**EXERCISE BRIEF:** Please output the data below exactly as given, starting at its first line and stopping after the line that contains "positive clicks: (925, 320) (587, 409)".
****************************************
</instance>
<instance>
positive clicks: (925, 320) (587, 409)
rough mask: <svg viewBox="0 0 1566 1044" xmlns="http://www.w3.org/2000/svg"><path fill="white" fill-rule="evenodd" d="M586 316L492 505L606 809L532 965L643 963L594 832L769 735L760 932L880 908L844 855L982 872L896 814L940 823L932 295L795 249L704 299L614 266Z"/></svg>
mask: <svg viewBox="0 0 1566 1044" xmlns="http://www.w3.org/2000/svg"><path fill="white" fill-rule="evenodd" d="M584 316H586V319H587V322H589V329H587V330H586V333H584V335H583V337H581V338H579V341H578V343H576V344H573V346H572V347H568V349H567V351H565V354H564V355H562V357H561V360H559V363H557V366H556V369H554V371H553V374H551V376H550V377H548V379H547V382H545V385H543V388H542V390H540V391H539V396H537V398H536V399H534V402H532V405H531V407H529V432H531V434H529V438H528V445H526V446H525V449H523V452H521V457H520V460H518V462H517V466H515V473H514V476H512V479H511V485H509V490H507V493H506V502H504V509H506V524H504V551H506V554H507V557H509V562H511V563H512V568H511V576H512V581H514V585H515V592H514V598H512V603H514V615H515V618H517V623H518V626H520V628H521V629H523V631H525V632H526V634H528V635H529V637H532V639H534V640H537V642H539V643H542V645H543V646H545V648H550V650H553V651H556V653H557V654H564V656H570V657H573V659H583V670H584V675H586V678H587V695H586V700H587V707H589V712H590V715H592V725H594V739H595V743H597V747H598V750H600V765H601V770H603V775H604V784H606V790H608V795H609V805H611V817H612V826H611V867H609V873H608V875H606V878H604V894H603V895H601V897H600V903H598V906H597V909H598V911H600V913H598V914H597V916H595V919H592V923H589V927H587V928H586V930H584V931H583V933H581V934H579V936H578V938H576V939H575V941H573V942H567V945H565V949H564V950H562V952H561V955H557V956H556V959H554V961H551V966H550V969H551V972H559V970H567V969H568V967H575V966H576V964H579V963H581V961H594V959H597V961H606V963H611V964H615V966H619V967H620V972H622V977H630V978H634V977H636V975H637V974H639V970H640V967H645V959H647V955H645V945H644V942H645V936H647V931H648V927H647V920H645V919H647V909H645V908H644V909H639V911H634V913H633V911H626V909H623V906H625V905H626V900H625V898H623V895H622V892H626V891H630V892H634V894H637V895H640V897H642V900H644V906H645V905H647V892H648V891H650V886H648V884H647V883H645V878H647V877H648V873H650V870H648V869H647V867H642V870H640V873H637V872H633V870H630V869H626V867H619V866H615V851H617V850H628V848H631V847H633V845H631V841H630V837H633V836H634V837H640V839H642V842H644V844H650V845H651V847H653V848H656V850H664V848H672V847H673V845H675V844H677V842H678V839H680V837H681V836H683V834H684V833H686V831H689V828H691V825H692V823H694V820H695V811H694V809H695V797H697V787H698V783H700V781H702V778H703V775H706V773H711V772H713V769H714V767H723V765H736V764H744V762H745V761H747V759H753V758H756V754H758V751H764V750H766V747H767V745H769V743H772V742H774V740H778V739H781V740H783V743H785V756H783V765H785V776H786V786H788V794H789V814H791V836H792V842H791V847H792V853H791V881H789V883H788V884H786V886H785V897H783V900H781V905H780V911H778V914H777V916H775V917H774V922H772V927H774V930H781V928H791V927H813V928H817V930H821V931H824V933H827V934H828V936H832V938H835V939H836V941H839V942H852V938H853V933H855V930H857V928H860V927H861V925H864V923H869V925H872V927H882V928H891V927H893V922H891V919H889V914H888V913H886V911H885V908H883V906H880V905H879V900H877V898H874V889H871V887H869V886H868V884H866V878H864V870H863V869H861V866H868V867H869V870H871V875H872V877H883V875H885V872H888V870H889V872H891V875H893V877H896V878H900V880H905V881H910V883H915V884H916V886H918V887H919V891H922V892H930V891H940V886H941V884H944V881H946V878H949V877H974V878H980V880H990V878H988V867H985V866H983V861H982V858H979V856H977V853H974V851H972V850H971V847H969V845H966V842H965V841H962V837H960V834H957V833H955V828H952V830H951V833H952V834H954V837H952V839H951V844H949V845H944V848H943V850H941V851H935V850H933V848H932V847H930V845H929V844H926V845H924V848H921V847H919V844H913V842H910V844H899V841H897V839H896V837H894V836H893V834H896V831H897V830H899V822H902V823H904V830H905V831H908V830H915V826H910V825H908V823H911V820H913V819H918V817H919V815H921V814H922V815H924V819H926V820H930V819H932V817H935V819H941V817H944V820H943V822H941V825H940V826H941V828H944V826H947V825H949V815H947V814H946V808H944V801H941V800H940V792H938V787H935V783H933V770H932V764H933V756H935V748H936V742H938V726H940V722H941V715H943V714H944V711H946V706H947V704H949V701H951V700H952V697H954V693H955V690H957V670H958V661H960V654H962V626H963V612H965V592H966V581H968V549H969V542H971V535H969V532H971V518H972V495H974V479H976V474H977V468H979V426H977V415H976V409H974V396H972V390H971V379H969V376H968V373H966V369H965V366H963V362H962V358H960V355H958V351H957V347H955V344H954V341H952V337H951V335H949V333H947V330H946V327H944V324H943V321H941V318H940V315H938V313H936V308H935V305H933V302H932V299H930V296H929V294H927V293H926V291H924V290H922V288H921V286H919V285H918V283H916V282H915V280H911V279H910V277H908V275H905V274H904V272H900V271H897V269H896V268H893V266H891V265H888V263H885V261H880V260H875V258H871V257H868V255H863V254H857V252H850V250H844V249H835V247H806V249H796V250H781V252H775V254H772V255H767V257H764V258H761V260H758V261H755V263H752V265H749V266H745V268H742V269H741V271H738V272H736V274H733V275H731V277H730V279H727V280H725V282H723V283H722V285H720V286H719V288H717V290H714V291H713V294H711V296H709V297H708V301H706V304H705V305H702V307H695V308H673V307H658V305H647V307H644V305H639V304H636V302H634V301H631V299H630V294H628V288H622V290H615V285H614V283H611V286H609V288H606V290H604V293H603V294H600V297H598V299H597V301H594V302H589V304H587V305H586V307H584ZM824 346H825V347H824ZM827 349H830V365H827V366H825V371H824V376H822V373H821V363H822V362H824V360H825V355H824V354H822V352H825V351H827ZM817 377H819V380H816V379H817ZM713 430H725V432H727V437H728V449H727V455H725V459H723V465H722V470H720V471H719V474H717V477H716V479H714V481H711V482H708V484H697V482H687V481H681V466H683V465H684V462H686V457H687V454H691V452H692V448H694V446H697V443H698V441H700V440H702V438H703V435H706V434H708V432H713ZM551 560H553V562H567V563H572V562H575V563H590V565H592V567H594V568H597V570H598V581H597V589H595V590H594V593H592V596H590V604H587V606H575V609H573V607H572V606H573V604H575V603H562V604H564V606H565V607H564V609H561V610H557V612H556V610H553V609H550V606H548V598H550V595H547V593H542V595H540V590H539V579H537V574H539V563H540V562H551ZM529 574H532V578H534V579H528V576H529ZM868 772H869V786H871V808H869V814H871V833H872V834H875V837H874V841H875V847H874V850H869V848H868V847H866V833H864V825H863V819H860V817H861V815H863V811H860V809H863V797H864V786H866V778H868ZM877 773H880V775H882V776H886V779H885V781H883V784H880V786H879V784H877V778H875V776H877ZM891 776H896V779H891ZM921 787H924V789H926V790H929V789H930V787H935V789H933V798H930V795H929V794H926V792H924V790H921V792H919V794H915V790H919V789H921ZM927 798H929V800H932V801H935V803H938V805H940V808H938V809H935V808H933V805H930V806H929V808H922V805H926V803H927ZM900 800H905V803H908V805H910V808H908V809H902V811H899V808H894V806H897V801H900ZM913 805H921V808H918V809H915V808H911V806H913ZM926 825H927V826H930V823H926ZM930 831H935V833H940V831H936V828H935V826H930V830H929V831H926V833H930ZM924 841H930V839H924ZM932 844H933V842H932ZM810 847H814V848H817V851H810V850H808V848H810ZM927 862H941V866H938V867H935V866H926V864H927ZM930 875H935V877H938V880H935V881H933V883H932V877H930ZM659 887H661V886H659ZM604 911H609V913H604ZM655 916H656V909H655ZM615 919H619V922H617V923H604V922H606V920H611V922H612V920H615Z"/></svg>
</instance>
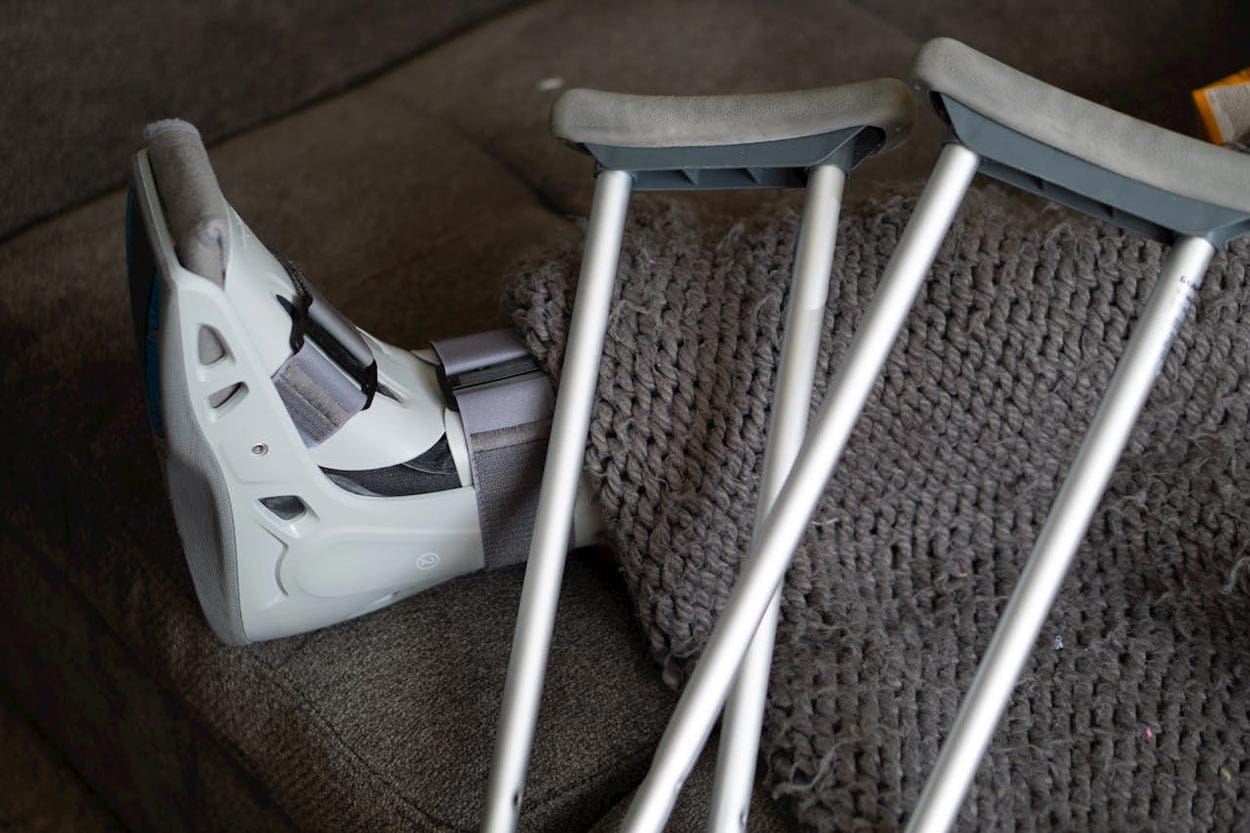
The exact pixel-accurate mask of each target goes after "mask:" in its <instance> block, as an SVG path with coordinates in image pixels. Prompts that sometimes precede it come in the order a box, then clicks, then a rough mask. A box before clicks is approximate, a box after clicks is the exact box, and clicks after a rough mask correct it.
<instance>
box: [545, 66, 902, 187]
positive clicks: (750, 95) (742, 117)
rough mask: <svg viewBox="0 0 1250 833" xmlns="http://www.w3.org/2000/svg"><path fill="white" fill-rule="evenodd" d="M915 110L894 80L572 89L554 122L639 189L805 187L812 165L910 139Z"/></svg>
mask: <svg viewBox="0 0 1250 833" xmlns="http://www.w3.org/2000/svg"><path fill="white" fill-rule="evenodd" d="M914 116H915V103H914V100H913V99H911V95H910V94H909V93H908V89H906V86H905V85H904V84H903V83H900V81H895V80H891V79H883V80H878V81H865V83H860V84H849V85H845V86H833V88H824V89H819V90H804V91H798V93H769V94H760V95H709V96H660V95H655V96H650V95H624V94H620V93H602V91H599V90H569V91H567V93H565V94H564V95H561V96H560V99H559V100H556V104H555V108H554V110H552V111H551V131H552V133H554V134H555V135H556V138H559V139H562V140H565V141H567V143H571V144H574V145H576V146H579V148H581V149H582V150H585V151H586V153H589V154H590V155H591V156H594V158H595V161H596V163H597V164H599V166H600V168H601V169H612V170H624V171H629V173H630V174H631V175H632V178H634V185H632V188H634V190H641V191H647V190H651V191H654V190H709V189H751V188H803V186H804V185H806V181H808V171H809V170H811V169H813V168H815V166H818V165H836V166H838V168H841V169H843V170H844V171H849V170H851V169H853V168H855V166H856V165H858V164H859V163H861V161H863V160H865V159H868V158H869V156H873V155H874V154H878V153H880V151H883V150H888V149H890V148H893V146H895V145H898V144H900V143H901V141H903V140H904V139H906V136H908V133H909V130H910V128H911V123H913V119H914Z"/></svg>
****************************************
**PROBLEM SOLUTION:**
</instance>
<instance>
positive clicks: (925, 320) (587, 409)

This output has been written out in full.